Exercise tasks:
1) Copy the passage of the interview about "Assisted Living" between "BB: What technical" and "assisted living home?", inclusive.
2) Continue the interview about the film "Assisted Living" from the point where it stops.

Document extract:
____

Elliot Greenebaum’s debut feature, “Assisted Living,” offers a look at something we all have to confront and are yet find uncomfortable to consider what happens to our parents as they age. To make this film as a first feature was both daring and a challenge, and that’s something he speaks about lucidly,
Brad Balfour: What inspired this story and how long did it take to write it?
Elliot Greenebaum: The aging of my own parents inspired “Assisted Living,” and, more specifically, it is a mother/son story. The story did not take long to write because I did not write a script, but instead planned to improvise scenes in the real environment and use the residents as actors. There was a lot of chaos in this process but as audiences will see, there was a lot of magic as well.
BB: What sort of research did you do?
EG: While location scouting I saw very bizarre things and realized that the world I live in is bewildering and full of strangeness, comedy and sadness. The research occurred in the location scouting where I would dream up scenes to film the next day that could somehow capture the strangeness of our situation here on planet earth.
BB: What technical challenges did this film present?
EG: There were enormous challenges on this shoot because it’s not shot in a sloppy way like a mockumentary. “Assisted Living” is shot in a stately way. When the elders would become bored of shooting a scene, they would get up and leave. Once one left, others would agree that was a good idea and soon everyone would be gone. Speed because very important and I can say, confidently, that my crew is now the best crew in the world at efficiently filming old people and making it look good.
BB: What made you decide on this particular assisted living home?

____

Data to examine:
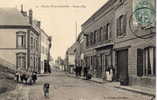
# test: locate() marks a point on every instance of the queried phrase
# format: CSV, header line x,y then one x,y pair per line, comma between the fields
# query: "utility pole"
x,y
76,30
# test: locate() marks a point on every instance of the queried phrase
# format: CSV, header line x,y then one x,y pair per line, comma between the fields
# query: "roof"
x,y
11,16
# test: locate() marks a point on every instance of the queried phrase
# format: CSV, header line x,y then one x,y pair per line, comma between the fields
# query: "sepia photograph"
x,y
77,49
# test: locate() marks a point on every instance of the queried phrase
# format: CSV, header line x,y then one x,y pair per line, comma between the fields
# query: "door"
x,y
122,66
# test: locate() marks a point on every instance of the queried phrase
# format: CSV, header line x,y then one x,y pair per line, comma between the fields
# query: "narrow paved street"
x,y
63,87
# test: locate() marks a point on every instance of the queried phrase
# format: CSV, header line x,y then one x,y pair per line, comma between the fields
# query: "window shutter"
x,y
125,24
104,32
139,62
118,26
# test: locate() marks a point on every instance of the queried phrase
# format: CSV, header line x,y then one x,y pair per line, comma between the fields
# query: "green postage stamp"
x,y
144,12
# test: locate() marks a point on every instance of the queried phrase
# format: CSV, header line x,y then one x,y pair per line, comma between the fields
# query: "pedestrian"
x,y
46,87
17,77
34,77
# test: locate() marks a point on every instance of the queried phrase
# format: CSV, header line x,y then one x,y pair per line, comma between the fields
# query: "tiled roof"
x,y
11,16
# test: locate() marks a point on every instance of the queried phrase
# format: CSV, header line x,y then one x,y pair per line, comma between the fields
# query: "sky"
x,y
58,18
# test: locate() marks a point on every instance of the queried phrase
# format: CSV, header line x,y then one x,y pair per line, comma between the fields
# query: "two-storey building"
x,y
19,37
99,32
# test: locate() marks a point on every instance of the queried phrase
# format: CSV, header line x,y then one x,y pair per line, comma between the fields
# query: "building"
x,y
70,58
80,48
111,42
44,48
19,39
99,32
134,51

____

Answers:
1)
BB: What technical challenges did this film present?
EG: There were enormous challenges on this shoot because it’s not shot in a sloppy way like a mockumentary. “Assisted Living” is shot in a stately way. When the elders would become bored of shooting a scene, they would get up and leave. Once one left, others would agree that was a good idea and soon everyone would be gone. Speed because very important and I can say, confidently, that my crew is now the best crew in the world at efficiently filming old people and making it look good.
BB: What made you decide on this particular assisted living home?

2)
EG: The film was shot at five locations, but mostly at one. It looked like a nursing home and assisted living combined so there was an eerie, generic quality to it. The place captures a certain kind of generic sense we have about nursing homes, and I wanted to set my strange film in an environment that looked so plain.
BB: Have you stayed in touch with the people from the home that were in the film?
EG: A few weeks ago we showed the film to the residents and took many of the ones with larger roles to a movie theater in a limousine, unfurled a red carpet, and watched the movie together. They thought the movie was boring.
BB: How has making this film changed your perception of older people?
EG: I’m not sure what my perceptions were prior to the film; I tended to think, generally, that all old people were alike. Instead I discovered a huge variety of personality, idiosyncrasy, humor, and sadness. Often the mechanisms of acceptance were more sophisticated than those of younger people; there was less energy spent on resistance to the facts of life. And there was less of a sense that salvation could be improvised somehow.
BB: Do you hope the film will enlighten younger generations to the aging of America?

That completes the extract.